Extract
::::::::

# Do we have a right to fight??



## timnlay (14 Sep 2011)

I have just found out that my biological grandfather has passed away and I would like some direction.

My father was unaware this person was his father until just recently, although he had known him his whole life. They had quite a number of visits before my grandfather passed and had made somewhat of a bond.

The reason for my post is this, my biological grandfather was a multi-millionaire and I am wondering if my father or myself have a right to lay claim to any of the fortune?

My father was advised by an lawyer that he should not bother even trying for my grandfathers wife had started, prior to the death, selling off land and other things and putting them in her name and that it would be a waste of time.

The inheritance left was over 10 million dollars and I think my father should try to fight for what by birth is rightfully his.

Can he lay claim, or is it just a potential waste of time and money to do so?


----------



## beffers (15 Sep 2011)

You mention dollars in your post. This is an Irish website that deals with financial matter for people living in, or who have connections to Ireland. Our laws regarding inheritance issues are different to those in the US, so I doubt if anyone here can help you. Sorry.

::::::::

Entries supplied
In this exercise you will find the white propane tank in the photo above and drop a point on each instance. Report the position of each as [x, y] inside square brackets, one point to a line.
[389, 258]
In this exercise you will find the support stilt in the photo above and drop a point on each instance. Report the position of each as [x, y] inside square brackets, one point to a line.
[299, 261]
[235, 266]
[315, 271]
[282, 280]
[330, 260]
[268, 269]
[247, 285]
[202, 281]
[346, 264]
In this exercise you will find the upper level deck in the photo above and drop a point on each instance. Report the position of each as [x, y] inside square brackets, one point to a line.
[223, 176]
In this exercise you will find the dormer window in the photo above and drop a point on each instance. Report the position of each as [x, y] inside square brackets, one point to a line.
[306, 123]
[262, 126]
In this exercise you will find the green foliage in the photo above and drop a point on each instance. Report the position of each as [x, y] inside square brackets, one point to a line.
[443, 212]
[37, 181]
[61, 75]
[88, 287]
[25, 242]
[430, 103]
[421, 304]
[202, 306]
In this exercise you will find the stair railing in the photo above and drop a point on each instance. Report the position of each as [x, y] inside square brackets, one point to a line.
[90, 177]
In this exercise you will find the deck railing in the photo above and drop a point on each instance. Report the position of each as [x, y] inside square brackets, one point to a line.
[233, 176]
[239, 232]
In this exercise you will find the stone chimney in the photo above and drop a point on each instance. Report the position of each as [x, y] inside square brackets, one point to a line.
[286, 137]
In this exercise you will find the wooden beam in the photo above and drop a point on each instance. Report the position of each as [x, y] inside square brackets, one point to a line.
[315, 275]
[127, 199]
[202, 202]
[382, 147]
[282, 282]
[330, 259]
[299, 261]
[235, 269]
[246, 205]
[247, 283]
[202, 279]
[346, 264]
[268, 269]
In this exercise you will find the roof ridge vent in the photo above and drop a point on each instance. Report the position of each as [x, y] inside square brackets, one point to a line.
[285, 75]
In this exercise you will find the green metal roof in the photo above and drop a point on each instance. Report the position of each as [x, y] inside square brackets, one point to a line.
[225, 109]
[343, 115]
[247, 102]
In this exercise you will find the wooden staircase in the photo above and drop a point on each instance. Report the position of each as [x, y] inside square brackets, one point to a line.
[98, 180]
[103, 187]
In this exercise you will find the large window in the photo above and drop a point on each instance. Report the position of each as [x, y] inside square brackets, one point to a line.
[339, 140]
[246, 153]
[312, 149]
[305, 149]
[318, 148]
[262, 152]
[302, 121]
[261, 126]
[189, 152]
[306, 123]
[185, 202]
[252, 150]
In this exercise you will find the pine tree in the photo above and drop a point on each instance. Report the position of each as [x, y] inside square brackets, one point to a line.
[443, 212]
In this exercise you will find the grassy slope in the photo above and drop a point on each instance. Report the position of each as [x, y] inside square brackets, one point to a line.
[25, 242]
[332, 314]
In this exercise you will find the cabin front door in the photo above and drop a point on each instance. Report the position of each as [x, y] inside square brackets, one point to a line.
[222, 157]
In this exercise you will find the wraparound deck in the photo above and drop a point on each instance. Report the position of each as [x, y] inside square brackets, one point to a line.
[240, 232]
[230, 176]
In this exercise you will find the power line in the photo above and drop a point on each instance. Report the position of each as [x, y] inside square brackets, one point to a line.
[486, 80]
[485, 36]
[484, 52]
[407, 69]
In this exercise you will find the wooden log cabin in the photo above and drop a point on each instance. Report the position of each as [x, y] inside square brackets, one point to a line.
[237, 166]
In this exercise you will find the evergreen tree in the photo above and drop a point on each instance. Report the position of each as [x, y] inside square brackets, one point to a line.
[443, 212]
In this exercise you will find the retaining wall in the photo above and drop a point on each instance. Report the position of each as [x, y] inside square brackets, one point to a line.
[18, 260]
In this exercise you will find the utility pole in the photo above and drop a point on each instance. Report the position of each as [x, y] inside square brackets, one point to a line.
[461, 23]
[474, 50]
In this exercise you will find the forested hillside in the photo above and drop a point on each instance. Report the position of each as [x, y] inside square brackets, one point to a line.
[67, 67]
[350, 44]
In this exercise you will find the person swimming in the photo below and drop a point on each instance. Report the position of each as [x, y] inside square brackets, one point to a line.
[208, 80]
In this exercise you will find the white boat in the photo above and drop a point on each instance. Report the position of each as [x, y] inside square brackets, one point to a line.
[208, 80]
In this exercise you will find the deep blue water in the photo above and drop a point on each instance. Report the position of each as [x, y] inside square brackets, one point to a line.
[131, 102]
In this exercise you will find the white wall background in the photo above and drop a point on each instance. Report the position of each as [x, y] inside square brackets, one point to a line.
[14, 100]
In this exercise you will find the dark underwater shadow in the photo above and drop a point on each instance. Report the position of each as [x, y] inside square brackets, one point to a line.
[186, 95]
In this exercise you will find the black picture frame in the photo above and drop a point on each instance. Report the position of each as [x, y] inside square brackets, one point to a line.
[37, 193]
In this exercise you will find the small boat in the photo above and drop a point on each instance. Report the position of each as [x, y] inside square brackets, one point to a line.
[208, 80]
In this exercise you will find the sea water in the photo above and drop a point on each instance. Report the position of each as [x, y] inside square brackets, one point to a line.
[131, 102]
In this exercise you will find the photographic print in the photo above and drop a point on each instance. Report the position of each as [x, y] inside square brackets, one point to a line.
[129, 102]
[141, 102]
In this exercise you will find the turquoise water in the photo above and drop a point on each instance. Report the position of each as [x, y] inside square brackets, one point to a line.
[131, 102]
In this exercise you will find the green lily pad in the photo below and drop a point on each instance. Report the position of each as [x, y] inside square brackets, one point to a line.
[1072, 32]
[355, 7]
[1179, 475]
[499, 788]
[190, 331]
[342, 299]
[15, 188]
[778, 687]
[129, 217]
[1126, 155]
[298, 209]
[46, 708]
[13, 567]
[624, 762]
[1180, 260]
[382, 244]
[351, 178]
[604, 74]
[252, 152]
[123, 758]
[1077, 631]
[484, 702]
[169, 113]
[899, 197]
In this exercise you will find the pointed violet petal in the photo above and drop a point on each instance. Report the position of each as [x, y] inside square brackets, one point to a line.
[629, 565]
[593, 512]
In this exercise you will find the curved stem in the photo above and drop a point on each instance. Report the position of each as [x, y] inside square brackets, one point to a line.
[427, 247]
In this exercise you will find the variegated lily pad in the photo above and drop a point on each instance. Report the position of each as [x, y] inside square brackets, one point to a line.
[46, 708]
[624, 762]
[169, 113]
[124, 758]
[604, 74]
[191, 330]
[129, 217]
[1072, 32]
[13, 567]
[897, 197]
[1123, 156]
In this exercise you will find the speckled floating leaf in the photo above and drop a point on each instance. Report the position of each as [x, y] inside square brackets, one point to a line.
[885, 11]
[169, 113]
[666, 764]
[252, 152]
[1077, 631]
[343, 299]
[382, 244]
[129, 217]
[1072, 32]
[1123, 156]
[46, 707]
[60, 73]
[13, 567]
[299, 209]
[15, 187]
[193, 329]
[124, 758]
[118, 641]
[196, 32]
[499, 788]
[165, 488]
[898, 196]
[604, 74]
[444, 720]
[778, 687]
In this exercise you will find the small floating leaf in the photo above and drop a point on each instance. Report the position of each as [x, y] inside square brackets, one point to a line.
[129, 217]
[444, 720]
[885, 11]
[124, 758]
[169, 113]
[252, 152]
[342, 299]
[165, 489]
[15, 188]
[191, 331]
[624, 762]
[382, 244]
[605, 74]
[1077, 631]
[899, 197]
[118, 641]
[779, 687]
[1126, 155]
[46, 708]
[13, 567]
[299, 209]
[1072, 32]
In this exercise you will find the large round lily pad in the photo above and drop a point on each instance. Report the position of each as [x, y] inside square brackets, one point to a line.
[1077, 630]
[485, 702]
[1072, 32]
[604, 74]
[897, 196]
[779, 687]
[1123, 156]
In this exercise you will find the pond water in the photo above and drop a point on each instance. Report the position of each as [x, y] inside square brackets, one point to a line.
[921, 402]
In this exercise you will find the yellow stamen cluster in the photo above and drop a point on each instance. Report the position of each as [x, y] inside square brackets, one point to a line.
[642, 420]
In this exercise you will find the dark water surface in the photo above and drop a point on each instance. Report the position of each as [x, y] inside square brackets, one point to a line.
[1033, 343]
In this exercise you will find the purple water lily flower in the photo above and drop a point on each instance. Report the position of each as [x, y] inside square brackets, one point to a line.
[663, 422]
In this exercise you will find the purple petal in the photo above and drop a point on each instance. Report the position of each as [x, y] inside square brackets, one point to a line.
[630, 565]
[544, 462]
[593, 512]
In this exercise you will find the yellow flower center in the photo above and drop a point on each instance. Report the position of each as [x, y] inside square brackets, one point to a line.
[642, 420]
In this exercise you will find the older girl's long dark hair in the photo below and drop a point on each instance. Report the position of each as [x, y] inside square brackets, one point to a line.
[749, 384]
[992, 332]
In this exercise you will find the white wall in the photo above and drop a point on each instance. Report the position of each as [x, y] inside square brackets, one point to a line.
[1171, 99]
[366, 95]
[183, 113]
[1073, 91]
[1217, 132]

::::::::

What you will do
Copy the whole inheritance thread word for word. Work only from the inheritance thread and ignore the entries.

Answer section
# Do we have a right to fight??



## timnlay (14 Sep 2011)

I have just found out that my biological grandfather has passed away and I would like some direction.

My father was unaware this person was his father until just recently, although he had known him his whole life. They had quite a number of visits before my grandfather passed and had made somewhat of a bond.

The reason for my post is this, my biological grandfather was a multi-millionaire and I am wondering if my father or myself have a right to lay claim to any of the fortune?

My father was advised by an lawyer that he should not bother even trying for my grandfathers wife had started, prior to the death, selling off land and other things and putting them in her name and that it would be a waste of time.

The inheritance left was over 10 million dollars and I think my father should try to fight for what by birth is rightfully his.

Can he lay claim, or is it just a potential waste of time and money to do so?


----------



## beffers (15 Sep 2011)

You mention dollars in your post. This is an Irish website that deals with financial matter for people living in, or who have connections to Ireland. Our laws regarding inheritance issues are different to those in the US, so I doubt if anyone here can help you. Sorry.